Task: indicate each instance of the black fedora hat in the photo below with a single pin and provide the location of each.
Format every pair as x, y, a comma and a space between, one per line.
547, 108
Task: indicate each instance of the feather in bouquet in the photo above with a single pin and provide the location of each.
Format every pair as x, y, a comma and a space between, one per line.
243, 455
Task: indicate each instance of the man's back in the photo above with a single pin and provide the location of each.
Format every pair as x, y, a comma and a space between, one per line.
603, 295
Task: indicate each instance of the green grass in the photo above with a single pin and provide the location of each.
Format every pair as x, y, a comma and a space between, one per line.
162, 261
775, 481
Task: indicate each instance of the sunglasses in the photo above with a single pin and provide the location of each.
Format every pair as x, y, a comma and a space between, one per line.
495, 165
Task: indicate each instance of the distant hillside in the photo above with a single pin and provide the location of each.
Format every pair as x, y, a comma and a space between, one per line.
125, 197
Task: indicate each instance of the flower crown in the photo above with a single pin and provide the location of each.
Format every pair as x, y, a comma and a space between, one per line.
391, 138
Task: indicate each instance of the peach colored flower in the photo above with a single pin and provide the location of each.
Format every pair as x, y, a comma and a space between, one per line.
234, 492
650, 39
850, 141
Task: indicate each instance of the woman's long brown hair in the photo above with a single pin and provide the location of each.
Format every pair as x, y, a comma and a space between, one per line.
▬▬▬▬▬▬
- _EXERCISE_:
Print all the items above again, word for word, with every line unchanged.

- _CORRECT OUTPUT_:
Task: indicate each instance of the black fedora hat in the photo below with a single pin and provide the location of each.
Format every pair as x, y, a comma and a space between, one per line.
547, 108
Task: indicate each instance of the feather in bouquet in the photo above with a single pin and provide the location of each.
Format every pair as x, y, a comma and a space between, one per line.
243, 455
Task: indicate each instance of the man's back in the photo above with a single pin and provide the location of each.
Format every pair as x, y, a comma and a space between, one per line.
603, 295
Task: indicate each instance of the green grass in the photo above with a single pin and provide the location of each.
Format every pair as x, y, a comma and a space between, one per line.
162, 261
775, 481
Task: indicate each instance of the sunglasses in the photo above with a single pin and provide the location of each.
Format every pair as x, y, a comma and a space between, one per line.
495, 165
Task: indicate each instance of the distant hillside in the photo above with a single pin and provide the location of each.
Format every pair as x, y, a comma and a space between, one per line.
125, 197
Task: indicate each instance of the flower crown in the photo above with a single pin and provide the location of each.
Format every pair as x, y, a comma and a space between, one per line.
391, 138
Task: indicate each instance of the peach colored flower in the photo above with a single pin and provide the location of each.
Format every pair as x, y, a comma and a space between, one per line.
234, 492
650, 39
850, 141
Task: indicate each instance of the woman's long brown hair in the photo above with a single pin and provide the location of each.
Format every pair as x, y, a comma and a space between, one per line.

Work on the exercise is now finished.